- [Selected extract]
Content starts
Language Models as Semantic Augmenters for Sequential Recommenders
This work addresses the challenge of enhancing user behavior modeling in sequential recommenders when semantic data is scarce, representing an incremental advancement in data-centric methods.
The authors tackled the problem of limited semantic context in sequential recommendation systems by introducing LaMAR, a framework that uses large language models to generate auxiliary contextual signals, which improved performance on benchmark tasks.
Large Language Models (LLMs) excel at capturing latent semantics and contextual relationships across diverse modalities. However, in modeling user behavior from sequential interaction data, performance often suffers when such semantic context is limited or absent. We introduce LaMAR, a LLM-driven semantic enrichment framework designed to enrich such sequences automatically. LaMAR leverages LLMs in a few-shot setting to generate auxiliary contextual signals by inferring latent semantic aspects of a user's intent and item relationships from existing metadata. These generated signals, such as inferred usage scenarios, item intents, or thematic summaries, augment the original sequences with greater contextual depth. We demonstrate the utility of this generated resource by integrating it into benchmark sequential modeling tasks, where it consistently improves performance. Further analysis shows that LLM-generated signals exhibit high semantic novelty and diversity, enhancing the representational capacity of the downstream models. This work represents a new data-centric paradigm where LLMs serve as intelligent context generators, contributing a new method for the semi-automatic creation of training data and language resources.
Content ends
(Recorded data)
Content starts
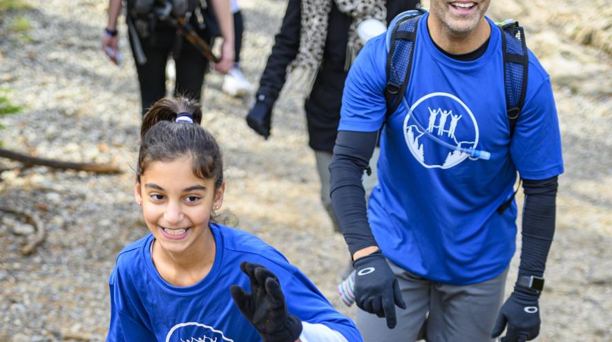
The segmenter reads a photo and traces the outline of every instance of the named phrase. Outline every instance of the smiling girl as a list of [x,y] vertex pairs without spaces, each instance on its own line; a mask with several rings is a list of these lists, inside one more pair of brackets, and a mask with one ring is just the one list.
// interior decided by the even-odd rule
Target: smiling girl
[[184,98],[144,117],[134,193],[151,234],[117,258],[106,341],[361,341],[280,253],[211,220],[225,183],[201,119]]

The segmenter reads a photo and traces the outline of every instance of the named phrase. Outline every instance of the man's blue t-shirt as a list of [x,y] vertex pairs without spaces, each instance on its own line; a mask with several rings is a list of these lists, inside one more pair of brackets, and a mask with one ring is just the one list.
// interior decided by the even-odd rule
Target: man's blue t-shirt
[[107,341],[241,342],[261,341],[231,298],[229,287],[250,292],[242,261],[263,265],[274,272],[285,294],[287,310],[303,321],[320,323],[348,341],[361,341],[354,324],[337,312],[307,278],[280,252],[254,236],[211,225],[216,254],[210,272],[198,284],[171,285],[151,259],[153,236],[149,234],[117,256],[109,281],[111,327]]
[[[501,33],[470,61],[441,52],[419,21],[405,99],[381,137],[379,186],[368,220],[383,253],[408,271],[441,283],[490,279],[515,249],[516,171],[528,180],[563,172],[557,111],[548,74],[529,52],[524,106],[510,139],[504,87]],[[351,67],[338,130],[372,132],[385,120],[385,35],[371,39]],[[416,120],[416,121],[415,121]],[[427,134],[427,133],[429,133]],[[472,160],[434,141],[490,153]]]

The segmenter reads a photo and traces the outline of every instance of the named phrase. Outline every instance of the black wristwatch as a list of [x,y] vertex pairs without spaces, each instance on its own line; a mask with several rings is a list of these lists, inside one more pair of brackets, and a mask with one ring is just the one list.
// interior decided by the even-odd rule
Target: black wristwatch
[[104,29],[104,33],[106,33],[107,36],[115,37],[117,35],[117,30],[111,30],[109,28]]
[[541,292],[544,288],[544,278],[535,276],[522,276],[519,277],[517,285]]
Content ends
- [Explore the material]
**a.** Condense the paragraph of the text on LaMAR that begins "Large Language Models (LLMs) excel" into a bulleted list that keeps its main facts.
**b.** From the text on LaMAR, reproduce word for word the part that opens with the words containing "The authors tackled" and closes with "on benchmark tasks.".

- [Task results]
**a.**
- LLMs are good at capturing latent semantics and contextual relationships across diverse modalities.
- When sequential interaction data lacks semantic context, user behavior modeling often performs poorly.
- LaMAR is an LLM-driven semantic enrichment framework that enriches such sequences automatically.
- It uses LLMs in a few-shot setting to generate auxiliary contextual signals, such as inferred usage scenarios, item intents, or thematic summaries, by inferring latent aspects of user intent and item relationships from existing metadata.
- Adding these signals to benchmark sequential modeling tasks consistently improves performance.
- The generated signals show high semantic novelty and diversity, which enhances the representational capacity of downstream models.
- The work presents a data-centric paradigm in which LLMs act as context generators, offering a method for semi-automatically creating training data and language resources.

**b.**
The authors tackled the problem of limited semantic context in sequential recommendation systems by introducing LaMAR, a framework that uses large language models to generate auxiliary contextual signals, which improved performance on benchmark tasks.